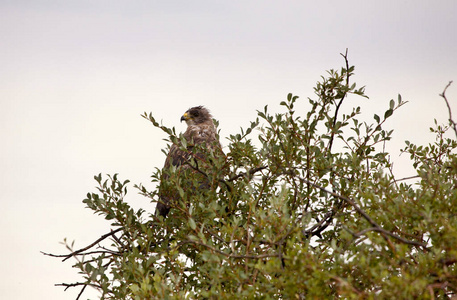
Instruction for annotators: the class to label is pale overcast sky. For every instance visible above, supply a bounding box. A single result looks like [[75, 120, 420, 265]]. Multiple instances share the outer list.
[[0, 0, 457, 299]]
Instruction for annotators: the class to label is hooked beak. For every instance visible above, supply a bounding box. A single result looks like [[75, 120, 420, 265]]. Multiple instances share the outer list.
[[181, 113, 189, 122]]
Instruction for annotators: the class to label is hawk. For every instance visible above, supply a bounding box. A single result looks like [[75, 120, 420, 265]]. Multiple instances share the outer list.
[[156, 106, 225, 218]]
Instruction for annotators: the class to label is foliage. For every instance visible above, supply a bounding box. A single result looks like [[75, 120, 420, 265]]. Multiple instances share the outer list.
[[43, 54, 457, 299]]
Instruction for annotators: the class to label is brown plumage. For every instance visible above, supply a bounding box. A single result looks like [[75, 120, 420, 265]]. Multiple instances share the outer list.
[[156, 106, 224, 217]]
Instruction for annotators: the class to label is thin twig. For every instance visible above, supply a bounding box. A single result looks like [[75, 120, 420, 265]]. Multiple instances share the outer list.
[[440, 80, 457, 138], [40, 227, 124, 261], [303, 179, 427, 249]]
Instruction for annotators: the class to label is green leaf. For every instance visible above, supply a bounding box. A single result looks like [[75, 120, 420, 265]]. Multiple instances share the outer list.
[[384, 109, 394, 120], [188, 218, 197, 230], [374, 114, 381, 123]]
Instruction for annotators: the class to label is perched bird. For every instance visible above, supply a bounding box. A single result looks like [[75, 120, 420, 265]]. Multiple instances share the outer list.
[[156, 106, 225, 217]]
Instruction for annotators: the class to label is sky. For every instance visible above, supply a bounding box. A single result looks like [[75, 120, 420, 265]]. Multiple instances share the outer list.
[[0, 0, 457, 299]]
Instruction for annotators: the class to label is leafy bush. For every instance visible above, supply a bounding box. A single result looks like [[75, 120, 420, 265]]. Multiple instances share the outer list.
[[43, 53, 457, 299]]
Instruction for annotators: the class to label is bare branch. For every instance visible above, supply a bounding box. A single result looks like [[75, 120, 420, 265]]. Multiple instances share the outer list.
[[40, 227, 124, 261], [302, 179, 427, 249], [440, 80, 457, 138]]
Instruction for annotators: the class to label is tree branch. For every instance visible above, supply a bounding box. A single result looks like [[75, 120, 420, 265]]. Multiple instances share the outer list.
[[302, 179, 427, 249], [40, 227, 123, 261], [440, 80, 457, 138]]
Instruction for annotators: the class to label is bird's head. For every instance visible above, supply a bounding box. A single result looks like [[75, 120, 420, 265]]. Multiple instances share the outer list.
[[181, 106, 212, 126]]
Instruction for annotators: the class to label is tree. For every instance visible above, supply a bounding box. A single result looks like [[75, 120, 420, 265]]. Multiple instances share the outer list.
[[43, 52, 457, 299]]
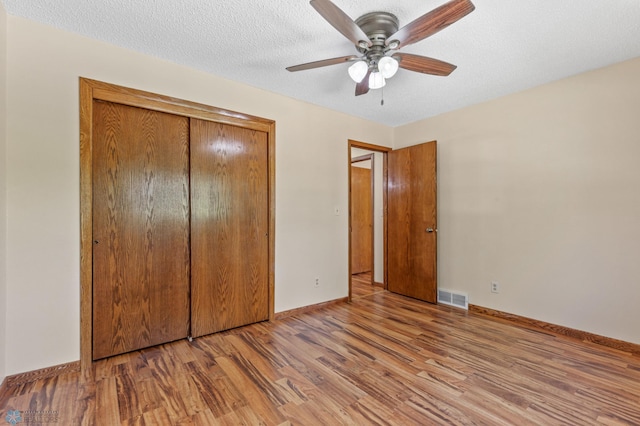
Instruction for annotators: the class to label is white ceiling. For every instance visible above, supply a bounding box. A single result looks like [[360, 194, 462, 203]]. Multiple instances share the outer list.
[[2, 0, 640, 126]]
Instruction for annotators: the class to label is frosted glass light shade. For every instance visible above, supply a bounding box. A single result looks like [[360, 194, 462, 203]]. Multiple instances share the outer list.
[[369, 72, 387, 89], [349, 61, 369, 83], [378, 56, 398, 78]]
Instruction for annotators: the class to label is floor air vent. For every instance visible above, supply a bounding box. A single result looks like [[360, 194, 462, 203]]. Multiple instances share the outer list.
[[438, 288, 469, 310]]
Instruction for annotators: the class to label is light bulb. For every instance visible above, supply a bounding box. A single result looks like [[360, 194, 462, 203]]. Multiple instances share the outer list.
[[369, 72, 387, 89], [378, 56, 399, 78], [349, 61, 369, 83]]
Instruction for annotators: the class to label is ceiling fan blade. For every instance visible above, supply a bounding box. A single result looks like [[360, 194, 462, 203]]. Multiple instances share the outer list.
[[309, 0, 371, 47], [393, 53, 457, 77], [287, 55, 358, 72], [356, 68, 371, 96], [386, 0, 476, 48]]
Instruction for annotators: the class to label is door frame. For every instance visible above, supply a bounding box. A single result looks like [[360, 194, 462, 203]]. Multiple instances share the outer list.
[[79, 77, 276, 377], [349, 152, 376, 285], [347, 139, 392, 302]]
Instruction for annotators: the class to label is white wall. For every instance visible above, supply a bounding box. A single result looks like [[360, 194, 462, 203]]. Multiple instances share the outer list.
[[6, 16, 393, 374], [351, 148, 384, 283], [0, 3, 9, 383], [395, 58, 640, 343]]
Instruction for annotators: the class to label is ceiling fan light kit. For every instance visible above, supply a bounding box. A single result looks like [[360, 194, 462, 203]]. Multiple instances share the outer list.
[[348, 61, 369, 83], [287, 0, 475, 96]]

> WRITTEN EXERCISE: Copy out every line above word for word, but leave out the pictures.

> ANSWER IN FULL:
Instruction for annotators: the class to label is pale overcast sky. For every instance visible above, supply a bounding box. A single result looks like [[75, 120, 420, 265]]. Multiple instances share the outer list.
[[0, 0, 457, 299]]
Instruction for annotators: the class to label is hooked beak. For every instance visible above, supply a bounding box. A single result looks like [[75, 120, 420, 265]]. Multiple instances share the outer list.
[[181, 113, 189, 122]]
Instruction for annotators: the class to label is hawk. For every instance visible above, supply a bounding box. A single result looks like [[75, 120, 420, 265]]. Multiple instances share the outer list.
[[156, 106, 225, 218]]
Instruction for annotators: the class to label is foliage. For every instance visible above, supply a bounding box. A single result looks like [[75, 120, 420, 265]]. Multiple instances share the outer list.
[[43, 54, 457, 299]]
Instruction for annotators: the class to label is brown plumage. For every instance visible above, supply a bounding box. A single result looks like [[75, 120, 420, 265]]. Multiple instances share the outer list.
[[156, 106, 224, 217]]
Instruction for annotators: the class to label is thin twig. For every instance visible above, supply a bounding box. A single result looks like [[75, 120, 420, 265]]. Multiple instances share the outer list.
[[440, 80, 457, 138], [40, 227, 124, 261], [303, 179, 427, 249]]
Instruction for annotators: the class to label is green leaf. For every instance visible above, supply a bounding box. A single result looks like [[75, 120, 420, 265]]. Multiple instances share the outer list.
[[384, 109, 394, 120], [188, 218, 197, 230], [374, 114, 381, 123]]
Instruction for annotators: the class to label is perched bird. For every instance visible above, supply a bounding box. A single result looks like [[75, 120, 420, 265]]. Multiple instances share the outer list.
[[156, 106, 225, 217]]
Instruction for annotators: the class to label is sky. For every instance visible above, supply a bounding box. A single result looks like [[75, 120, 420, 265]]. Multiple instances share the outer list.
[[0, 0, 457, 299]]
Instruction for annotators: the class to label is leafy bush. For every instance visible above, supply a bounding box. A single result looks like [[75, 120, 420, 265]]. Multiple instances share the outer list.
[[43, 53, 457, 299]]
Instruction for annotators: the class to label is bare branch. For every instance visible above, supply a bounding box. A single result looks like [[75, 120, 420, 265]]. Multiple instances share the outer list.
[[40, 227, 124, 261], [302, 179, 427, 249], [440, 80, 457, 138]]
Instruction for annotators: the class to label is tree branch. For every instance visible above, supply a bounding box. A single result looks like [[75, 120, 420, 265]]. Multiple instances share the outer list.
[[302, 179, 427, 249], [40, 227, 123, 261], [440, 80, 457, 138]]
Instruction for annotators: the class to label is bird's head. For every instance visible above, supply a bounding box. A single result looks like [[75, 120, 420, 265]]. Multiple instances share the outer list.
[[181, 106, 212, 126]]
Instruction for annotators: the class to label is tree. For every instance visible above, supply a bounding box. A single result looks like [[75, 120, 420, 265]]. Multiple instances share the outer list.
[[43, 52, 457, 299]]
Instruction for annotators: the class to label is white ceiling. For every instance visible above, supply a bounding box. A single result looks like [[360, 194, 462, 203]]. Multiple instances share the outer list.
[[2, 0, 640, 126]]
Instruction for annotators: the class to label is frosted glass light shade. For every instance visible above, supply a bounding box. A single result looks like [[360, 194, 462, 203]]. Multiple instances share the outer list.
[[369, 72, 387, 89], [349, 61, 369, 83], [378, 56, 398, 78]]
Instruction for annotators: the class to label is floor air vent. For every instance visible above, supply a bounding box. A single result looks like [[360, 194, 462, 203]]. Multiple instances share the outer list.
[[438, 288, 469, 310]]
Instruction for annotators: the class to label is light bulb. For every instance visible above, supply a bounding box. A single result looks like [[360, 194, 462, 203]]. Multiple instances share the outer list.
[[369, 72, 387, 89], [378, 56, 399, 78], [349, 61, 369, 83]]
Instruction for annotators: the class to label is ceiling fan blade. For every instance visible above, supply a bounding box. A single result looks like [[360, 194, 462, 203]]. Multiple instances share the outer list.
[[309, 0, 371, 47], [393, 53, 457, 77], [287, 55, 358, 72], [356, 68, 371, 96], [386, 0, 476, 48]]
Instruction for annotators: the class to label is door frame. For every instance visible above, supply a bounding box. A single result looks like [[360, 194, 462, 203]]. Multiple instances share the outer list.
[[79, 77, 276, 377], [349, 152, 376, 285], [347, 139, 392, 302]]
Instruction for annotators: the class to label is white wall. For every instance visible above, supply a bounding box. A single result looks like [[360, 194, 462, 203]]. Multiple instances share the outer list.
[[6, 16, 393, 374], [351, 148, 384, 283], [0, 3, 9, 383], [395, 58, 640, 343]]
Instruction for annotators: the class to label is ceiling fan light kit. For every instance visible above, supply a bounding box. A single result looks like [[360, 194, 462, 203]]. Multiple instances share the outer list.
[[348, 61, 369, 83], [287, 0, 475, 96]]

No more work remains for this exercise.